_EXERCISE DETAILS_.
All of the records below must be output exactly, with no pictures carried over.

_PROVIDED DATA_.
[start]

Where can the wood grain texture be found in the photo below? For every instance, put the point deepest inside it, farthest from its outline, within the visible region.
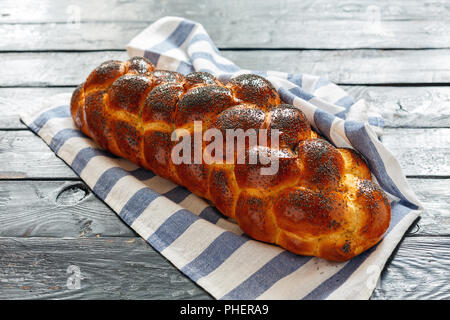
(422, 152)
(282, 24)
(70, 209)
(342, 67)
(56, 209)
(110, 268)
(420, 270)
(13, 101)
(423, 107)
(25, 155)
(128, 268)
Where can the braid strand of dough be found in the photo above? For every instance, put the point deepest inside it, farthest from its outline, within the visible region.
(321, 201)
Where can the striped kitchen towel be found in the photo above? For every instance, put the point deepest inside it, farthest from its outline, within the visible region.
(206, 246)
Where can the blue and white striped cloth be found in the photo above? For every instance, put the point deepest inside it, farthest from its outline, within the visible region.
(195, 237)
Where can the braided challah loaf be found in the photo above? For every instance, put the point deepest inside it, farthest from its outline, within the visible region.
(320, 202)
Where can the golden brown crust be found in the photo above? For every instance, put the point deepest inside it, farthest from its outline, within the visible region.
(321, 200)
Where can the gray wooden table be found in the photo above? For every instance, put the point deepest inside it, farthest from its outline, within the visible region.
(395, 54)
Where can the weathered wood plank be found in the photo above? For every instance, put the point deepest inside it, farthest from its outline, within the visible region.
(70, 209)
(344, 67)
(127, 268)
(25, 155)
(282, 24)
(419, 270)
(56, 209)
(424, 107)
(109, 268)
(15, 100)
(422, 152)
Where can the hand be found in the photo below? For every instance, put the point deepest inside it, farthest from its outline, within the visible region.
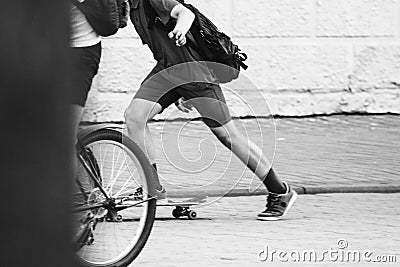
(180, 38)
(183, 105)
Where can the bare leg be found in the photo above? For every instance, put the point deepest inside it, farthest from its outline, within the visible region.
(250, 154)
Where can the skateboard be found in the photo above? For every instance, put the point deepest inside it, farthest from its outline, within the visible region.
(183, 206)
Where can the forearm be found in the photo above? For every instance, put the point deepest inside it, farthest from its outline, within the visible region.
(184, 18)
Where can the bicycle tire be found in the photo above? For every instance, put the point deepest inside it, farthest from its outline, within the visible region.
(109, 135)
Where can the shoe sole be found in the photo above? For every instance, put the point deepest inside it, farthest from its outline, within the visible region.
(291, 202)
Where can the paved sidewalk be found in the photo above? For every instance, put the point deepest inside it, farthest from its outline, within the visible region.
(356, 152)
(227, 234)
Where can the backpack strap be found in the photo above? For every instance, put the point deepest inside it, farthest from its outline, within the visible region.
(150, 13)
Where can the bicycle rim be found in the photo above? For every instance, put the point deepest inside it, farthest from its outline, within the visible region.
(116, 239)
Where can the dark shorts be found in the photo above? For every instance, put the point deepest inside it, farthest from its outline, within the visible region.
(208, 99)
(85, 64)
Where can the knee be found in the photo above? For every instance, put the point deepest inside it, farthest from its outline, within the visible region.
(226, 138)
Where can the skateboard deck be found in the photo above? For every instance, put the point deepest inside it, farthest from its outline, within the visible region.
(182, 206)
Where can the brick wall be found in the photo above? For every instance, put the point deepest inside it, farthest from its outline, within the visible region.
(305, 57)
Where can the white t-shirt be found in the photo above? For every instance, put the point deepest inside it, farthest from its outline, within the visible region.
(82, 34)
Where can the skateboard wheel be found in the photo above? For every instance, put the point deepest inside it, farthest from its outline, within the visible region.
(192, 215)
(176, 213)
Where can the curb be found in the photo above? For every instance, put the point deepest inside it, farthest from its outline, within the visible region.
(306, 190)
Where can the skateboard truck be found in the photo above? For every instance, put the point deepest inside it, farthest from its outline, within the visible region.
(184, 211)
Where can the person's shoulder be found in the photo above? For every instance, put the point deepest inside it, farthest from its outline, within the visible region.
(164, 6)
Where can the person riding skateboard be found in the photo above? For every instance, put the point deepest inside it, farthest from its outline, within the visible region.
(158, 91)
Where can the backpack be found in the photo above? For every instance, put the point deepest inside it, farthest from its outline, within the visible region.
(213, 45)
(105, 16)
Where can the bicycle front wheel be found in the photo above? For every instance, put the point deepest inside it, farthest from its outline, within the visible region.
(114, 215)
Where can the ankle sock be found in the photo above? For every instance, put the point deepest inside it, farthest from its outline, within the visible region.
(273, 184)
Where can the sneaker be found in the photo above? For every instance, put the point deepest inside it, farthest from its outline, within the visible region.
(278, 205)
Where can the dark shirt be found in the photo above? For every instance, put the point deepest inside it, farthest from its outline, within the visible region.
(155, 35)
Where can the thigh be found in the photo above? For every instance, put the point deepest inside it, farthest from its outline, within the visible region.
(210, 103)
(85, 65)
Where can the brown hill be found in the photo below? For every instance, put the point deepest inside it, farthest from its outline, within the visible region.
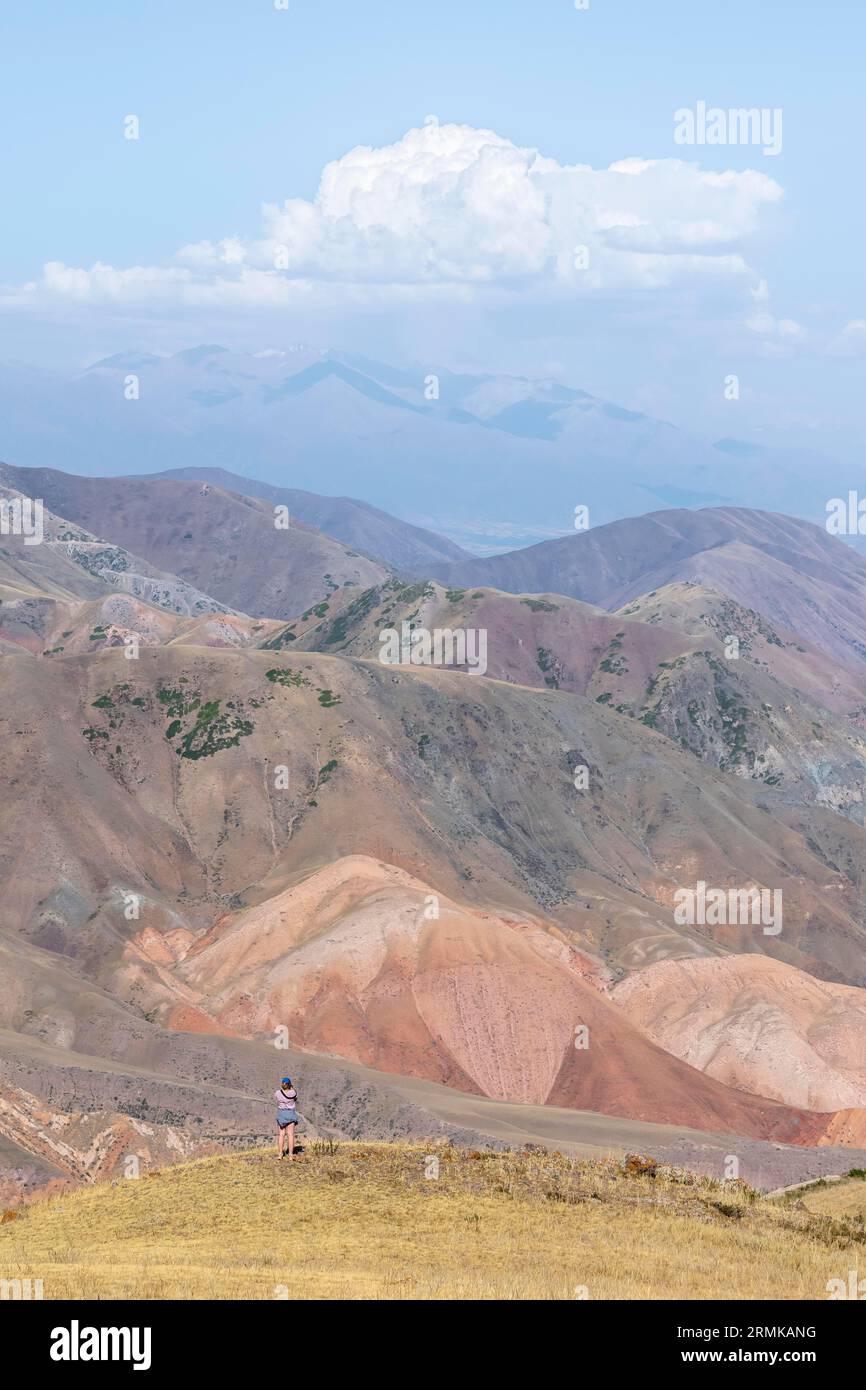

[end]

_OUTPUT OF THE EXERCISE_.
Where can the wood grain texture be found in the photo below? For every instance, put the point deepest inside it, farthest from its outline, within the visible region.
(422, 152)
(282, 24)
(70, 209)
(342, 67)
(56, 209)
(110, 268)
(420, 270)
(13, 101)
(423, 107)
(25, 155)
(128, 268)
Where can the braid strand of dough be found in the photo above? For every instance, put the point deepest inside it, farthest from its outline, within the visible region.
(321, 201)
Where can the striped kitchen towel be found in the photo above? For every instance, put the point deepest inside it, farthest from its outline, within the visible region.
(206, 246)
Where can the blue and white striped cloth be found in the photo above? For every instance, put the point deepest inside it, farthest from its outline, within the visible region.
(195, 237)
Where can the braided challah loaf be found in the photo above? For every instance, put the point deepest inside it, farthest from its outline, within the visible region.
(320, 202)
Where can the golden brown crust be found in the photo above? For every instance, put the point deepest inside it, farthest from its outline, within the visible region.
(321, 200)
Where can the gray wooden table be found in the photo above? For every instance, put the point deepest inside it, farthest from its outline, within the visible region.
(395, 54)
Where can the weathered wood plank be found in the photo above? For every instance, put the point deepest inside it, farthest from its outline, within the visible region.
(70, 209)
(344, 67)
(127, 268)
(25, 155)
(282, 24)
(419, 270)
(56, 209)
(424, 107)
(109, 268)
(15, 100)
(422, 152)
Where can the hand be found in the photo below? For every instance, put the point deepest inside it, farthest from its outline, within the visible region.
(180, 38)
(183, 105)
Where can the bare leg be found in the photo above? For every instance, put the point deepest inside it, farthest from its outline, within the visible region.
(250, 154)
Where can the skateboard be found in the photo above? For every instance, put the point deepest inside it, farthest from its outline, within the visible region.
(183, 206)
Where can the forearm be found in the photo above? For every instance, put the point deepest inside it, farthest from its outline, within the visible region.
(184, 18)
Where can the bicycle tire be found in the photo above? For every instance, put the point deepest inside it, farthest from its outline, within the visible region.
(109, 135)
Where can the shoe sole be found in the photo above? For every instance, put the point deepest inside it, farthest from its outline, within the visible region.
(291, 202)
Where can the paved sidewalk be found in the photo above? For every instance, put the point deepest inside it, farthest from its outline, within the visible region.
(356, 152)
(227, 234)
Where can the backpack strap be found in the photo above? For every instance, put the point deepest inside it, farthest from its outline, within the visible region.
(150, 13)
Where can the bicycle rim be found in the photo above? For every instance, put the point deepest inside it, farthest from its outline, within the visible region.
(116, 239)
Where can the dark shorts be found in the photo above? For every instance, put the point deepest inside it, farthest from its outline, within the visible region.
(208, 99)
(85, 64)
Where can the knee be found in the photo above? For every instance, put the point deepest inside it, farthest from its outline, within the visible region.
(226, 138)
Where can the skateboard deck be found in the photo above? For every instance, put the point deepest inside it, farthest from its outline, within the visible region.
(182, 206)
Where can the brick wall be found in the photo above? For every instance, put the point deepest inside it, farthest from its outline, within the visible region.
(305, 57)
Where can the white t-shirt be found in the photo above? For every instance, put the point deepest inside it, farthest from its outline, within the visible region.
(82, 34)
Where can the skateboard wheel be found in the photo above? For every instance, put the point deepest inside it, farthest from its outline, within the visible region.
(192, 215)
(176, 213)
Where can the curb be found in the photo above? For every instance, put the point deepest inside it, farthest from its outline, within the visible region.
(306, 190)
Where can the skateboard truck be found in the photo above? For every instance, put the point deepest inside it, farthest from its outline, within the visible region.
(184, 211)
Where can the person's shoulder be found in the photo above? For every instance, put the point deepest inside it, farthest from its outline, within the visible region.
(164, 6)
Where can the person riding skateboard be found in the photo above? For every instance, put the point deepest inside it, farthest from its outline, within the visible region.
(158, 91)
Where can the backpack be found in the photo above? For every instance, put the point deepest inside it, farthest from its outline, within the visible region.
(213, 45)
(105, 16)
Where can the bicycle front wheel be found in the photo above? For every instance, put the point deepest inside it, farthest from its outline, within the visible region.
(114, 215)
Where can the ankle sock be found in the photo above? For every instance, put the point deepest inside it, farthest from its outline, within the visible region.
(273, 184)
Where can the sneaker be found in the photo above? For every instance, put the point deepest inside it, farthest from its outline, within the visible region.
(278, 205)
Where can the dark shirt be found in the photo above? For every instance, put the point deepest inside it, farthest from its outline, within the visible region.
(155, 35)
Where can the thigh be found in the photo above? For every instance, put the point deepest inside it, farthest from its outline, within the visible region.
(210, 103)
(85, 65)
Where can the brown hill be found in the photo below? For every instance, put the point deepest inside it, farthest from its outline, within the visible region.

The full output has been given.